Task objective: Render the items as a JSON list of strings, one per line with blank lines dropped, from the line with "the black high" up to and including the last line of the items. Leave the pictures out.

Records to use:
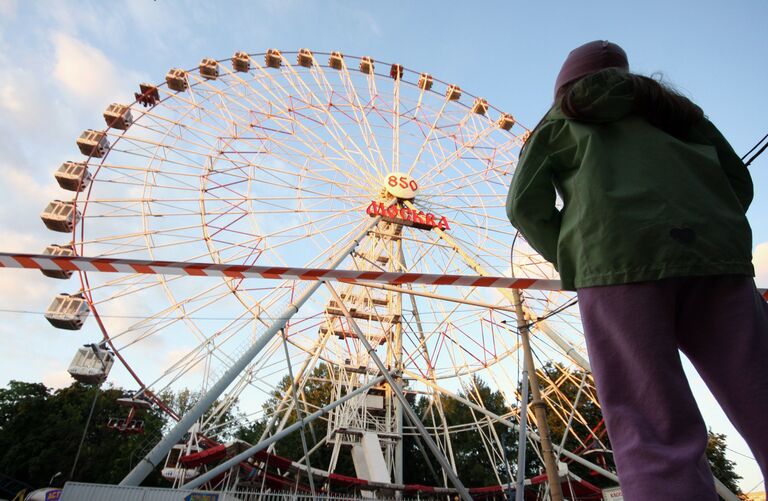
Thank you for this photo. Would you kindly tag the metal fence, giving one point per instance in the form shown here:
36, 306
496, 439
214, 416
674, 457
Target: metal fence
78, 491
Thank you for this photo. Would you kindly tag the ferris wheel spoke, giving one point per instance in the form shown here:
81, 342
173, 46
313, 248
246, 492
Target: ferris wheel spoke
285, 110
297, 82
277, 164
359, 118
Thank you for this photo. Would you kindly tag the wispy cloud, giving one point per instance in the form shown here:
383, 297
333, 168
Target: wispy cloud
87, 74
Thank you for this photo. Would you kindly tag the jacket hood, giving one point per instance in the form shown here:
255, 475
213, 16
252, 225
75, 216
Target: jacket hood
604, 96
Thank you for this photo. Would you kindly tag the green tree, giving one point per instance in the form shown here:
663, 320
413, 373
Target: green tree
40, 430
722, 467
587, 434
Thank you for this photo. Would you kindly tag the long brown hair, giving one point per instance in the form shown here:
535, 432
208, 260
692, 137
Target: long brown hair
660, 105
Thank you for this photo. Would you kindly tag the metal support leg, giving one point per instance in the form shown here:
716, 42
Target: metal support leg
158, 453
279, 436
407, 410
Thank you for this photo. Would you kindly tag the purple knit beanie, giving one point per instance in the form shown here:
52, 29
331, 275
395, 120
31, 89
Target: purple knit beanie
589, 58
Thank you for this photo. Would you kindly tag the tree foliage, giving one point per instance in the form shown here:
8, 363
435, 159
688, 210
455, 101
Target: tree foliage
40, 430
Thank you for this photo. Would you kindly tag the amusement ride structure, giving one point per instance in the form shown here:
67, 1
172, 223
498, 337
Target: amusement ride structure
318, 162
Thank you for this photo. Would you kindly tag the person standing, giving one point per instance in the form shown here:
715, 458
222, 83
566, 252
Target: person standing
652, 235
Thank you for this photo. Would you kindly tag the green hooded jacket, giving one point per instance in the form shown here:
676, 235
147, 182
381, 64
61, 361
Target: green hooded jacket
638, 204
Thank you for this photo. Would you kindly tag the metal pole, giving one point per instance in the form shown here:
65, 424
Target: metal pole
278, 436
156, 455
539, 407
407, 410
569, 350
512, 426
95, 350
299, 413
85, 431
522, 439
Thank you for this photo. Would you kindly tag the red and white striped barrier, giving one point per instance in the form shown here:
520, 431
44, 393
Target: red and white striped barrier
112, 265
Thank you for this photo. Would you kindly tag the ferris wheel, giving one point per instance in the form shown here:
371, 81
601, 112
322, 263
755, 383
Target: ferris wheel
312, 160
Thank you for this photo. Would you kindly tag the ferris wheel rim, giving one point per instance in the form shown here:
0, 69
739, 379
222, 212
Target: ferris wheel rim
84, 276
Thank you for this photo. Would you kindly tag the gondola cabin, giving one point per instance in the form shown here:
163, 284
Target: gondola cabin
68, 312
91, 364
93, 143
73, 176
241, 61
209, 68
58, 250
177, 80
60, 216
118, 116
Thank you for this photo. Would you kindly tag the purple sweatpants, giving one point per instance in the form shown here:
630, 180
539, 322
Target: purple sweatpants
633, 334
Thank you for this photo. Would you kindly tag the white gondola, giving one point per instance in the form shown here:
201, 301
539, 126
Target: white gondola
173, 469
453, 93
209, 68
366, 65
506, 121
60, 216
241, 61
73, 176
58, 250
480, 106
148, 94
93, 143
118, 116
177, 80
336, 60
425, 81
68, 312
91, 364
273, 58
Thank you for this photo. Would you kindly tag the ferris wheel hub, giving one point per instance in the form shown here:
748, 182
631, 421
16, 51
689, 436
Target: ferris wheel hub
401, 185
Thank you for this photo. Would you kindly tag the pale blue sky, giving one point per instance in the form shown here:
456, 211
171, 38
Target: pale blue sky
63, 62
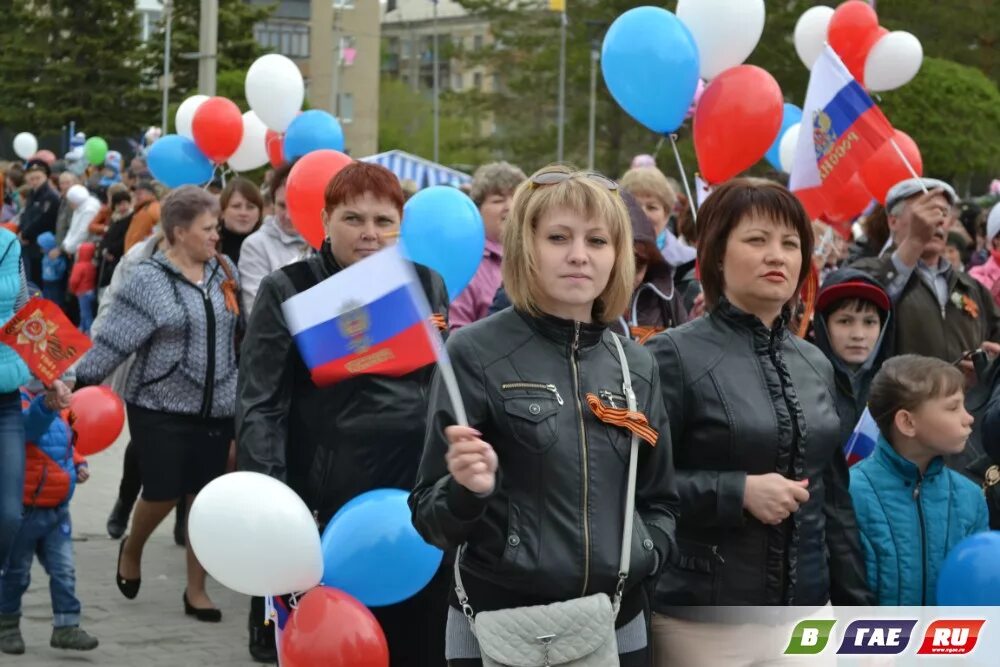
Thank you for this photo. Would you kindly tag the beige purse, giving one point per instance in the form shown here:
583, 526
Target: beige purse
574, 633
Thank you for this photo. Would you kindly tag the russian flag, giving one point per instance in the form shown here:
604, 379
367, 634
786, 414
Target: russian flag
841, 128
862, 442
370, 318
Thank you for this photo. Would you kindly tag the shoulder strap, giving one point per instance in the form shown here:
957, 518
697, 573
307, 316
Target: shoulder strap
633, 464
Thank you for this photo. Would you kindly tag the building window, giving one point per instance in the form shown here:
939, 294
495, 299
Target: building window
345, 107
289, 39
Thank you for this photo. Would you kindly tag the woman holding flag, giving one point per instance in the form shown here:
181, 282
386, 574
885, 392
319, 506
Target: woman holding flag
766, 516
535, 485
333, 438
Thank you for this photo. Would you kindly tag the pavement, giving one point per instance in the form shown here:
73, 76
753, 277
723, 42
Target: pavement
150, 630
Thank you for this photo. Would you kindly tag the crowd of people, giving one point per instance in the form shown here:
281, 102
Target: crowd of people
605, 328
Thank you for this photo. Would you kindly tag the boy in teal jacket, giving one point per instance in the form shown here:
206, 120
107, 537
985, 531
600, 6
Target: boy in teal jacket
911, 509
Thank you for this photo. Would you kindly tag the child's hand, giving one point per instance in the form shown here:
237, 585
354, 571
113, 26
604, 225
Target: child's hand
57, 396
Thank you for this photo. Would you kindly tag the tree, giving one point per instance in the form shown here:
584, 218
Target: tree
51, 51
237, 49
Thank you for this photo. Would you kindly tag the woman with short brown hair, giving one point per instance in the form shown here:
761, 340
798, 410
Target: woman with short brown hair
766, 517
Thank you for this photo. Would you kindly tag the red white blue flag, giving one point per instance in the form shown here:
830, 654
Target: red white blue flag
370, 318
841, 128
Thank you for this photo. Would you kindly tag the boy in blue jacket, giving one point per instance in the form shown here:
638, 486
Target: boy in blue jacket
911, 509
51, 473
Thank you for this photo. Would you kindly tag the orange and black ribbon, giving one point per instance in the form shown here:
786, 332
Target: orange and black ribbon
636, 422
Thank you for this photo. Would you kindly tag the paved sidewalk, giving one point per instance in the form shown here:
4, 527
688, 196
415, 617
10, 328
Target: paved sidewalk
150, 630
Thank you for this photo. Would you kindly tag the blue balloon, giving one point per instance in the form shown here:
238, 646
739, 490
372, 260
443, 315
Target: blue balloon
372, 551
442, 229
175, 161
310, 131
970, 575
650, 64
791, 115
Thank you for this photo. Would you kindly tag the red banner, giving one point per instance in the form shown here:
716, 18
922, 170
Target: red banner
47, 341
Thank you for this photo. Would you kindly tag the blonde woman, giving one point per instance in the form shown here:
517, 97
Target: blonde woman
535, 486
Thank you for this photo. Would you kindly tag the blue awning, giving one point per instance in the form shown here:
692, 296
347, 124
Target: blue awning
423, 172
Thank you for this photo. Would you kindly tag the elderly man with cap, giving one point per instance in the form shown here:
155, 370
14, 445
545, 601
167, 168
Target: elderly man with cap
38, 217
988, 273
940, 312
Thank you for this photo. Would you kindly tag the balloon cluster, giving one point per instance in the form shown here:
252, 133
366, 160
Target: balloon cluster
880, 60
653, 61
256, 536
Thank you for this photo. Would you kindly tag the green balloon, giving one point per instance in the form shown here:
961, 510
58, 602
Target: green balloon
95, 150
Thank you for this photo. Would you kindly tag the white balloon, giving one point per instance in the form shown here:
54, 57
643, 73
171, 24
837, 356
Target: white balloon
726, 31
275, 90
254, 535
185, 115
25, 145
787, 147
252, 152
810, 33
893, 61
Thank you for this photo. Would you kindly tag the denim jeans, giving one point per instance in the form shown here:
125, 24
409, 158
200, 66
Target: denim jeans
49, 532
87, 300
12, 461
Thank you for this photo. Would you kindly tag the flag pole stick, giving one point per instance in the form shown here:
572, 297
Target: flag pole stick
687, 187
909, 167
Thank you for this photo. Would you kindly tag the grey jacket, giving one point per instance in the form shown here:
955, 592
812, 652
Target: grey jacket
183, 338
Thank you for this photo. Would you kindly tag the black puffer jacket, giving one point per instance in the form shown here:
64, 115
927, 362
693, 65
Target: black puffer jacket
552, 529
746, 400
328, 444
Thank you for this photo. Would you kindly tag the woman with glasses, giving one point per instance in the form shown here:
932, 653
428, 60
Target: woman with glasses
535, 484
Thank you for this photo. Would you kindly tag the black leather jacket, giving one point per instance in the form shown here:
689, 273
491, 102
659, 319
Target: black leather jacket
552, 529
329, 444
746, 400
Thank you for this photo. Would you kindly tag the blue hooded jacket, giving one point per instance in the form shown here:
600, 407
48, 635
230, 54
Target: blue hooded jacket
910, 523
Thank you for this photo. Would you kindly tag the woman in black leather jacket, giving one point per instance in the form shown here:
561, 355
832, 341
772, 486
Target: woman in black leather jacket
766, 518
535, 485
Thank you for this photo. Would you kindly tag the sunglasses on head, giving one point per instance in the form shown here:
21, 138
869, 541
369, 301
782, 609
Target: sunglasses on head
554, 177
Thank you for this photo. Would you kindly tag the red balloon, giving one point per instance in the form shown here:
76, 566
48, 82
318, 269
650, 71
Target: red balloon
884, 168
849, 202
275, 143
737, 120
218, 128
852, 33
97, 416
331, 628
304, 191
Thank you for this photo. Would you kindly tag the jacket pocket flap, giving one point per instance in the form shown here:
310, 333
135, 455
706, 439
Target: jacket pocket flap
535, 409
552, 634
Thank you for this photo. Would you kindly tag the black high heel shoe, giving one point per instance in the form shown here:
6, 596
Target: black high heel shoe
206, 615
128, 587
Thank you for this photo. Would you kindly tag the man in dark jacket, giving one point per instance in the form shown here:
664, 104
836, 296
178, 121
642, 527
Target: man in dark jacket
332, 443
39, 216
847, 301
940, 312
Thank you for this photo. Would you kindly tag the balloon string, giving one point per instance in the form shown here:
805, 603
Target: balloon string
687, 187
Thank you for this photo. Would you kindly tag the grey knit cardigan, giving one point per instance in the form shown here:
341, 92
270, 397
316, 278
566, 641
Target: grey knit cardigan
182, 335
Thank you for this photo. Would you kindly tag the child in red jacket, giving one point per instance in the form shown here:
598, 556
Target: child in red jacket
51, 473
83, 284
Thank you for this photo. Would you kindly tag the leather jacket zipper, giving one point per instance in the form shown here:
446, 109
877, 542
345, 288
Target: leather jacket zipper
533, 385
923, 541
575, 356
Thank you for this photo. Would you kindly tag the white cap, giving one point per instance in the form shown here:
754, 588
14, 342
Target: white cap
77, 194
993, 224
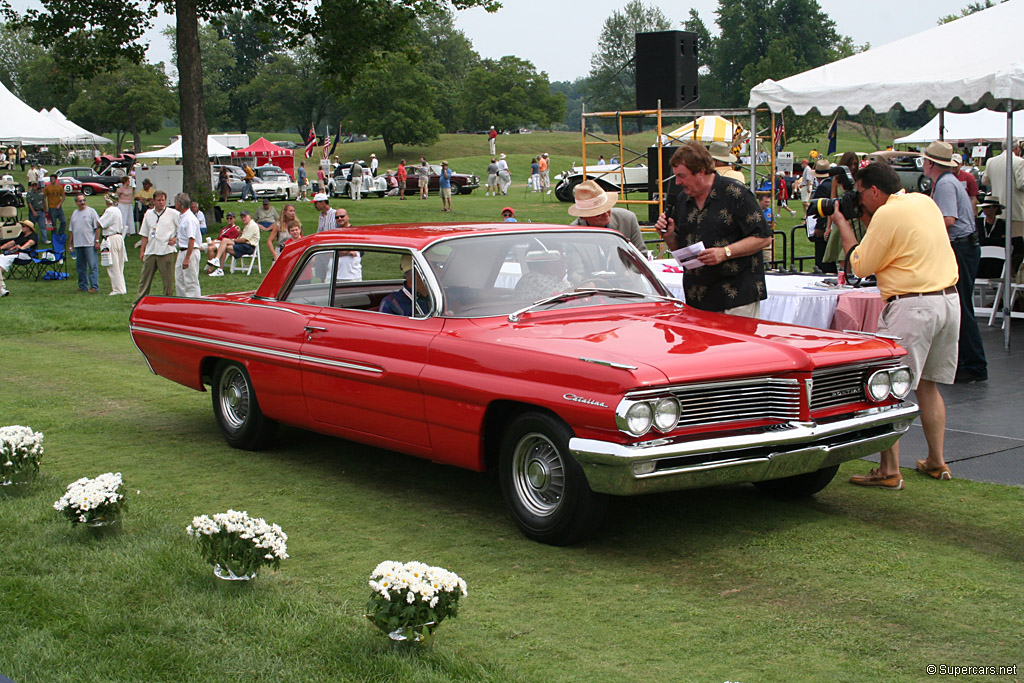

Full solution:
[
  "Thank you for this photo. Would you kindly tag the black high heel shoe, giving one point per instance in the form shown here:",
  "6, 596",
  "Target: black high heel shoe",
  "206, 615",
  "128, 587",
  "Thank you for this photo. Would you kindly tag the man in dark jacket, giving one point per instance in the form shown here:",
  "664, 104",
  "836, 296",
  "178, 121",
  "642, 527",
  "Target: man in dark jacket",
  "332, 443",
  "39, 216",
  "847, 301",
  "940, 312",
  "Thank you for this photo. Would you kindly tag the balloon string, giving one point per instance in the form shown here:",
  "805, 603",
  "Target: balloon string",
  "687, 187",
  "Thank you for this photo. Would you kindly tag the grey knit cardigan, giving one point per instance in the form shown here:",
  "341, 92",
  "270, 397",
  "316, 278",
  "566, 641",
  "Target: grey knit cardigan",
  "182, 335",
  "Thank you for this photo. Would you kindly tag the child in red jacket, giving one point per instance in the form shown here:",
  "598, 556",
  "Target: child in red jacket",
  "51, 473",
  "83, 284",
  "Thank you for this photo. Would you kindly tag the leather jacket zipper, giving one point per instance in the form shown here:",
  "446, 109",
  "877, 542",
  "345, 288",
  "Target: leather jacket zipper",
  "533, 385",
  "923, 541",
  "575, 356",
  "Thank you for this photo. Would you kindly tag the white cap, giving one point per instance in the form shown here:",
  "754, 588",
  "14, 342",
  "Target: white cap",
  "77, 194",
  "993, 224"
]